**TASK:** Skipping all pictures, set down the lines of the listing from the first through the one with "Q: In the photo above, point to the bell".

**THE DATA:**
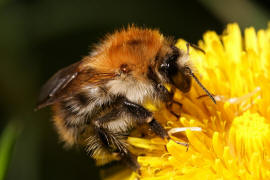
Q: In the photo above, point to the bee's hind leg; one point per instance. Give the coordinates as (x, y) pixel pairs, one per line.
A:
(114, 142)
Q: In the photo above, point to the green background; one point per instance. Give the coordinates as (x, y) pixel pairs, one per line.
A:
(38, 37)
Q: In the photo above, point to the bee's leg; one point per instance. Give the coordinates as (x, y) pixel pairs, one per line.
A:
(144, 116)
(169, 106)
(114, 142)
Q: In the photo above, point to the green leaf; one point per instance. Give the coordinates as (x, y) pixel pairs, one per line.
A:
(7, 141)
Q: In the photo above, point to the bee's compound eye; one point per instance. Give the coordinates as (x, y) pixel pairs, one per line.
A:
(124, 68)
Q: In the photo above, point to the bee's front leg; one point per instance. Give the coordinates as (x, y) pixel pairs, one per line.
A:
(144, 116)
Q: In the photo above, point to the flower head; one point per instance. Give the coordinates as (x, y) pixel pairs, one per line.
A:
(230, 139)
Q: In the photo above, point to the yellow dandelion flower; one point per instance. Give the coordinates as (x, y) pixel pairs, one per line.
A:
(227, 140)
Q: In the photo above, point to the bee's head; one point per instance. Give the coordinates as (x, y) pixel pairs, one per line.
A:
(174, 67)
(175, 70)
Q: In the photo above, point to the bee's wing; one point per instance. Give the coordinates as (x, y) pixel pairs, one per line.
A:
(50, 92)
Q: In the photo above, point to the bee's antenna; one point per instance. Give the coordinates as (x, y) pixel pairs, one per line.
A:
(200, 84)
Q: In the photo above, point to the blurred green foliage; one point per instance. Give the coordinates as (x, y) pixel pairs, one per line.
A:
(38, 37)
(7, 141)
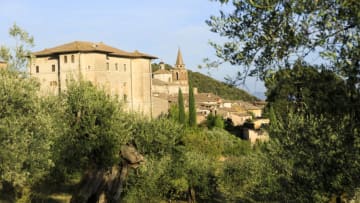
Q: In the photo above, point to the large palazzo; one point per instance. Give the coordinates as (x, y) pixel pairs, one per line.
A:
(121, 73)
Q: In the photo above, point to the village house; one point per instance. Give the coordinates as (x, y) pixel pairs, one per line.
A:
(3, 65)
(121, 73)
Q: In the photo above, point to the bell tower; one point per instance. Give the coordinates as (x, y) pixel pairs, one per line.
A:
(179, 73)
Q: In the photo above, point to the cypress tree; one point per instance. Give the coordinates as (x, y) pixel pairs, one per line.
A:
(181, 107)
(192, 108)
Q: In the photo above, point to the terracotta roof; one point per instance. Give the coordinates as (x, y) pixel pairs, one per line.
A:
(179, 60)
(161, 71)
(81, 46)
(207, 97)
(158, 82)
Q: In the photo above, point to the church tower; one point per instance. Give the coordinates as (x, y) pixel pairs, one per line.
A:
(179, 73)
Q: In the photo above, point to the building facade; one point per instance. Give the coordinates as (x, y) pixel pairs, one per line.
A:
(170, 81)
(121, 73)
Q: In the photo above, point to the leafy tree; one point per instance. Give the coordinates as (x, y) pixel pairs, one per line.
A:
(181, 107)
(273, 34)
(26, 133)
(96, 127)
(214, 121)
(192, 107)
(307, 89)
(321, 154)
(18, 56)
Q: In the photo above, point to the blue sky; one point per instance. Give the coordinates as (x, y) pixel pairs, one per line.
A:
(156, 27)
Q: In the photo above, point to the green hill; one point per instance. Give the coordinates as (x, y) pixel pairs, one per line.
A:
(207, 84)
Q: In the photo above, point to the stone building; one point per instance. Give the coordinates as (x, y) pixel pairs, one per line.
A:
(169, 81)
(3, 65)
(121, 73)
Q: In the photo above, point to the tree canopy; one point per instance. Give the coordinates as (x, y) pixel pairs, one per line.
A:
(268, 35)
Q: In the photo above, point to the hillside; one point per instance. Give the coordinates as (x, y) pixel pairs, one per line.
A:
(207, 84)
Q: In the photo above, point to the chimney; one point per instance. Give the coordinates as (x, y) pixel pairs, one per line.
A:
(162, 65)
(195, 90)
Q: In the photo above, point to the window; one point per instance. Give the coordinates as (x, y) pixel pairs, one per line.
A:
(53, 83)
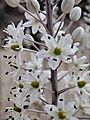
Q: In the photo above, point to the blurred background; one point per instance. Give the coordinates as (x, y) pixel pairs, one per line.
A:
(8, 14)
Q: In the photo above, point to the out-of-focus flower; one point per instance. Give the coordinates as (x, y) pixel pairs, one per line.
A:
(77, 1)
(79, 63)
(33, 6)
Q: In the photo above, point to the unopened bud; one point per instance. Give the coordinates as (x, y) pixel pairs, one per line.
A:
(75, 14)
(78, 34)
(67, 5)
(33, 6)
(77, 2)
(13, 3)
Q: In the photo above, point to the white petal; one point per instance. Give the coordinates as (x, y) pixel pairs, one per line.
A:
(52, 110)
(49, 41)
(73, 118)
(42, 54)
(54, 62)
(27, 24)
(66, 59)
(71, 108)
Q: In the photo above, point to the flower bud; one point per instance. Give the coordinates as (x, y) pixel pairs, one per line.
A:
(12, 3)
(67, 5)
(75, 14)
(77, 2)
(33, 6)
(78, 34)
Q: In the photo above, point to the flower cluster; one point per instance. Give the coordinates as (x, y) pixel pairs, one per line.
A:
(56, 47)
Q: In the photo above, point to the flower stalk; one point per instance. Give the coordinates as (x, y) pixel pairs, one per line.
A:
(53, 72)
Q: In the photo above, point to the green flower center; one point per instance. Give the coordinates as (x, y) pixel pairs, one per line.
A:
(62, 115)
(57, 51)
(35, 84)
(17, 109)
(81, 84)
(15, 47)
(20, 85)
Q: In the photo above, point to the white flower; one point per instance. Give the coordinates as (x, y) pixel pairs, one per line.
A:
(19, 108)
(32, 22)
(75, 14)
(28, 39)
(67, 5)
(77, 1)
(78, 34)
(86, 40)
(34, 64)
(12, 3)
(58, 51)
(62, 112)
(83, 101)
(33, 6)
(34, 84)
(79, 63)
(15, 63)
(17, 35)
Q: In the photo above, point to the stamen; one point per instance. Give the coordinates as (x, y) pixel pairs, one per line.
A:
(57, 51)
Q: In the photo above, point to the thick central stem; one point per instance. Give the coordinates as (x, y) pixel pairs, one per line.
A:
(53, 72)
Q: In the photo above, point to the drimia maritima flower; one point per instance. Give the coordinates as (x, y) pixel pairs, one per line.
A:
(43, 73)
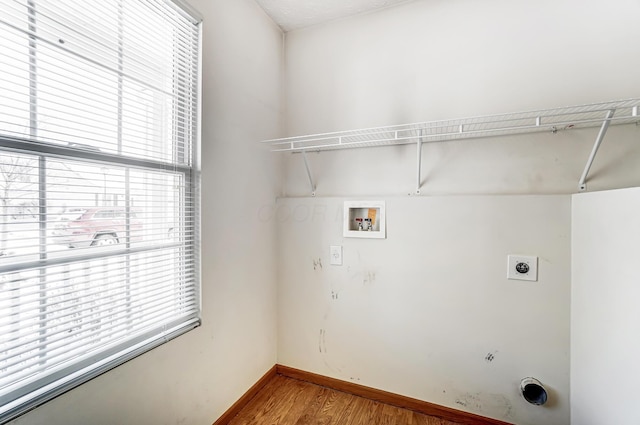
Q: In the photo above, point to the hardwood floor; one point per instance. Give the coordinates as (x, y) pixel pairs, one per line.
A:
(287, 401)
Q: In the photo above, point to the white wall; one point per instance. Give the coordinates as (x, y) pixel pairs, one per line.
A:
(429, 60)
(411, 317)
(605, 319)
(195, 378)
(419, 312)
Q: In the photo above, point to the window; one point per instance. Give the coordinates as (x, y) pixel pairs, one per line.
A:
(99, 196)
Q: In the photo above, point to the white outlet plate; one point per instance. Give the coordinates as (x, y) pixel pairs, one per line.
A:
(522, 267)
(335, 252)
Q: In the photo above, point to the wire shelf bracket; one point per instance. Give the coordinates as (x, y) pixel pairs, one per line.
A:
(554, 120)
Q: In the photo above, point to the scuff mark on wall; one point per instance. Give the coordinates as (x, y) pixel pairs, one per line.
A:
(490, 356)
(322, 342)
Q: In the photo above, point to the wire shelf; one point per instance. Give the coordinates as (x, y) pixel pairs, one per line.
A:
(553, 120)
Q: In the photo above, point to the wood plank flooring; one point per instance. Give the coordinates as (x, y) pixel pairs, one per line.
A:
(287, 401)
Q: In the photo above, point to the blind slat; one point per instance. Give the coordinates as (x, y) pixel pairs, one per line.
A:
(99, 244)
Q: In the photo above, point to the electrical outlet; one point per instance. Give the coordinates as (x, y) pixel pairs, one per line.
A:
(522, 267)
(336, 255)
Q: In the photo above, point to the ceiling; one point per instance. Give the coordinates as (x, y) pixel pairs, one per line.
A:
(295, 14)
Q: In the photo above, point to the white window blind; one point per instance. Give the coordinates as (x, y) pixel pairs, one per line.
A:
(99, 195)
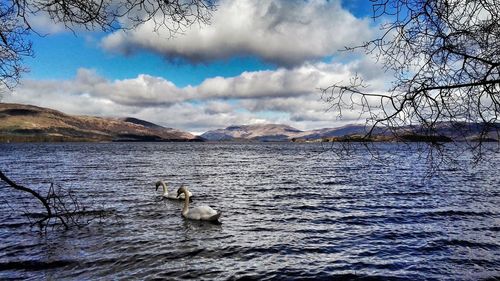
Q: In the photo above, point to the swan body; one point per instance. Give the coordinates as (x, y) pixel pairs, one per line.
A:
(204, 213)
(169, 195)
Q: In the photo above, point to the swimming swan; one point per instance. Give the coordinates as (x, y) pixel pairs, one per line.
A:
(170, 195)
(204, 213)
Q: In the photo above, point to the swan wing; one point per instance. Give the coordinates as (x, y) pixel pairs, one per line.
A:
(203, 213)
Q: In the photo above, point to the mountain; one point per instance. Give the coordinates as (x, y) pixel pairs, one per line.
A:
(20, 123)
(445, 131)
(262, 132)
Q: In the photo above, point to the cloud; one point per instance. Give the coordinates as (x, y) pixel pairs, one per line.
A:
(284, 32)
(271, 96)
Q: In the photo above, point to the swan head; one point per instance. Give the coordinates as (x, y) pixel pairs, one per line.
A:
(184, 190)
(160, 183)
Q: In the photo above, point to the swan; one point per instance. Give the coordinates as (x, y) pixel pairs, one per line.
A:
(170, 195)
(204, 213)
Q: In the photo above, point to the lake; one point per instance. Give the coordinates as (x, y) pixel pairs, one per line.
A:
(289, 211)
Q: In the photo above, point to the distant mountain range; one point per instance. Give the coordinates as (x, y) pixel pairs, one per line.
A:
(25, 123)
(277, 132)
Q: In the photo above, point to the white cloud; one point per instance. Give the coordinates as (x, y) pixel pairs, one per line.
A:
(285, 32)
(273, 96)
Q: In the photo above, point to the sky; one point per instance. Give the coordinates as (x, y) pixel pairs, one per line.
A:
(258, 61)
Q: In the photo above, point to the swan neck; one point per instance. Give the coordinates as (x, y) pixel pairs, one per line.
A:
(186, 204)
(165, 190)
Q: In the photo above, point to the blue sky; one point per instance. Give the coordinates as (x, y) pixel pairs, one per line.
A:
(259, 61)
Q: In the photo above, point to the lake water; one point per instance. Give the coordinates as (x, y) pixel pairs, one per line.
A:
(290, 211)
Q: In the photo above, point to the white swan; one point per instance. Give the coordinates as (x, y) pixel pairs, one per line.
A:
(169, 195)
(204, 213)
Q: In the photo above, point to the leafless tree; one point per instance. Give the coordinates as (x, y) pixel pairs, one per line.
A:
(60, 205)
(444, 55)
(16, 16)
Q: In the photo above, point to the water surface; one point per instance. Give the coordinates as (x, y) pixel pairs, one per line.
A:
(290, 211)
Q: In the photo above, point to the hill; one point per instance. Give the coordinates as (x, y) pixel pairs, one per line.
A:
(24, 123)
(445, 132)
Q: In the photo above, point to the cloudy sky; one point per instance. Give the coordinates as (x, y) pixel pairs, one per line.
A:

**EXERCISE RESPONSE:**
Q: In the photo above, point to the bee's hind leg; one point per instance. Give the coordinates as (x, y) pixel pairs, one per line.
A:
(114, 142)
Q: In the photo above, point to the green background; one point per instance. Give the coordinates as (x, y) pixel pairs, one per line.
A:
(38, 37)
Q: In the photo above, point to the bee's leg; one point per instance. Give the coordinates as (x, y) pixel pairs, one per line.
A:
(144, 116)
(169, 106)
(114, 142)
Q: In the photo above, point to the green leaf; one point per instance. Give the coordinates as (x, y) pixel pairs, one per line.
A:
(7, 141)
Q: In the photo above, point to the bee's compound eye; one point per instance. Give the coordinates as (x, y) pixel pairs, one per line.
A:
(124, 68)
Q: In the photo above, point to the bee's front leg; one point per instance. Give the coordinates as (x, y) pixel pairs, one per line.
A:
(144, 116)
Q: In the photo above, point to the flower head; one point per instance. Give the coordinates as (x, y) pixel pairs, one per line.
A:
(230, 139)
Q: In the photo above, point to the yellow dandelion flower; one point per instance. Give the coordinates as (x, y) pixel pairs, one per line.
A:
(227, 140)
Q: In the photo above, point to the bee's head; one point per instance. Give the coordinates as (x, y) pixel pairs, one per line.
A:
(174, 67)
(175, 70)
Q: In the photo above, point to the bee's wing; one point per instance. Give the coordinates as (x, y) pixel pairs, one per line.
A:
(50, 92)
Q: In the photo above, point to the bee's antenna; one point per instance. Give the coordinates as (x, y) pixel pairs, one per line.
A:
(200, 84)
Q: In the photo above, point to the blurred green foliage; one point per instance. Give the coordinates as (x, y) pixel pairs, one per line.
A:
(38, 37)
(7, 141)
Q: In the photo above, point to the large palazzo; one point per instance. Give the coordinates as (x, y) pixel pairs, one per line.
A:
(121, 73)
Q: In the photo above, point to the village house; one point per instance. Give the coordinates as (x, y) pixel pairs, one per line.
A:
(3, 65)
(121, 73)
Q: In the photo above, point to the bell tower; one point per instance. Give the coordinates as (x, y) pixel pairs, one per line.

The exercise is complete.